Work order: Search the data for the string "chimney" and copy each line where it turns up.

(Region pointing data)
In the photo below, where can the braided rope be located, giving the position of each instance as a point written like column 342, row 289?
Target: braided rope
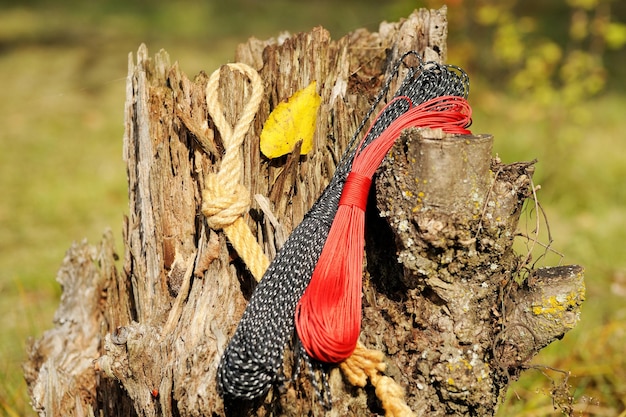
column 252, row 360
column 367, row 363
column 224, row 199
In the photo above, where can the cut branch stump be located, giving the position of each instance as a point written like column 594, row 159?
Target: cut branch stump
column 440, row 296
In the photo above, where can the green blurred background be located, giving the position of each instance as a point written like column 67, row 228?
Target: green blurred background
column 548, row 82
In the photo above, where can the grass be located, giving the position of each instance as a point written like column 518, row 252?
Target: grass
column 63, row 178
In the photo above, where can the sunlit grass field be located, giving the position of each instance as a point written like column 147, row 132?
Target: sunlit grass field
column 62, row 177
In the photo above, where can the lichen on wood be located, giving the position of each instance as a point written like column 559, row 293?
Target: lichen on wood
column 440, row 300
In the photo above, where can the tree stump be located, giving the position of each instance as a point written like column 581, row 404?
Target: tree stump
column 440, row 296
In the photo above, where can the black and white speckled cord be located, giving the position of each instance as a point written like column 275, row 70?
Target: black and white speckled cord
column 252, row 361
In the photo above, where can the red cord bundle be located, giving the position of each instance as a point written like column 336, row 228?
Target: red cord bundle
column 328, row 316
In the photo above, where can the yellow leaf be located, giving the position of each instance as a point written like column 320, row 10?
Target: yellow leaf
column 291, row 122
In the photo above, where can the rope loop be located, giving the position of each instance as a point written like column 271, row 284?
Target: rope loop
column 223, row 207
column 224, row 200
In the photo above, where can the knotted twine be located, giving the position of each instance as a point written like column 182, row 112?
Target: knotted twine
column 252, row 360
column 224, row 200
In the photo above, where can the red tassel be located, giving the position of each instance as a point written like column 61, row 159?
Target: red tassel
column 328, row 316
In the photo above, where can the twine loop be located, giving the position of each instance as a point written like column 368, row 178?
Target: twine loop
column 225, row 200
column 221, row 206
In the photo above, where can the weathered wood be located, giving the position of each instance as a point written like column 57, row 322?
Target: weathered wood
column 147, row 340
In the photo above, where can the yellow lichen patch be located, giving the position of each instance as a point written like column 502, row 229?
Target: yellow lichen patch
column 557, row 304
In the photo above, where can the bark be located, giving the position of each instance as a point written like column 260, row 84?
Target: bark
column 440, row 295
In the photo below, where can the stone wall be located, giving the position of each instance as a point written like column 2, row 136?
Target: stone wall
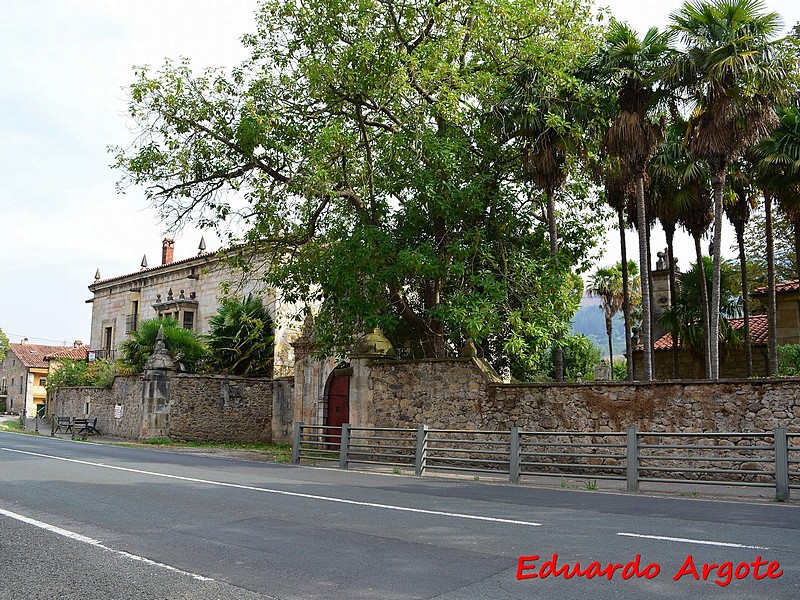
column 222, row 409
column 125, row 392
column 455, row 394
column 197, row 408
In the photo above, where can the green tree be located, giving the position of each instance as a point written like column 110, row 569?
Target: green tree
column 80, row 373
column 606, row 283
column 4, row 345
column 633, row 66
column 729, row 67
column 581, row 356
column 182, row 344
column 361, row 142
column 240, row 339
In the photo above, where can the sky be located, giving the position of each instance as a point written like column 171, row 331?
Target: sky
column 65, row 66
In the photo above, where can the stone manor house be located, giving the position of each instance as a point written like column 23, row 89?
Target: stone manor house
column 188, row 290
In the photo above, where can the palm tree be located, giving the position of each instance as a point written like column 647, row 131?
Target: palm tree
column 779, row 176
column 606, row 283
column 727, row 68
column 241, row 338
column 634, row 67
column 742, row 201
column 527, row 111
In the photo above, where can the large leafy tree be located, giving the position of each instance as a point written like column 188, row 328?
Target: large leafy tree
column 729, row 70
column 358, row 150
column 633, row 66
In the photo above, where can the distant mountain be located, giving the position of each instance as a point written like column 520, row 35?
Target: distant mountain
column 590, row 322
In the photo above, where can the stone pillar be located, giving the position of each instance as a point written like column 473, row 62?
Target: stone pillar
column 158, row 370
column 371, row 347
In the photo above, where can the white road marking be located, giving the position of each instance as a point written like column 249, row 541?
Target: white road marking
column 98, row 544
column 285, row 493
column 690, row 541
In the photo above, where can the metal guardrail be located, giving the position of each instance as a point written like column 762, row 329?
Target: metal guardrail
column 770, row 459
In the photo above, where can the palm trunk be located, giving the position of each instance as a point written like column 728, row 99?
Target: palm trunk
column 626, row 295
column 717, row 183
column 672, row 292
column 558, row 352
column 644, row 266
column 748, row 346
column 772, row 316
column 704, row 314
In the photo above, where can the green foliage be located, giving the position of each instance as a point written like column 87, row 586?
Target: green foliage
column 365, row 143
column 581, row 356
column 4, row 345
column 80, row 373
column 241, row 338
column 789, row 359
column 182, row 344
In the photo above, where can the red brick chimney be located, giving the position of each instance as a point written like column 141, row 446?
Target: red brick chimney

Answer space:
In the photo above, where can the red brick chimney be located, giving the position of each instance as a point written like column 141, row 446?
Target: red brick chimney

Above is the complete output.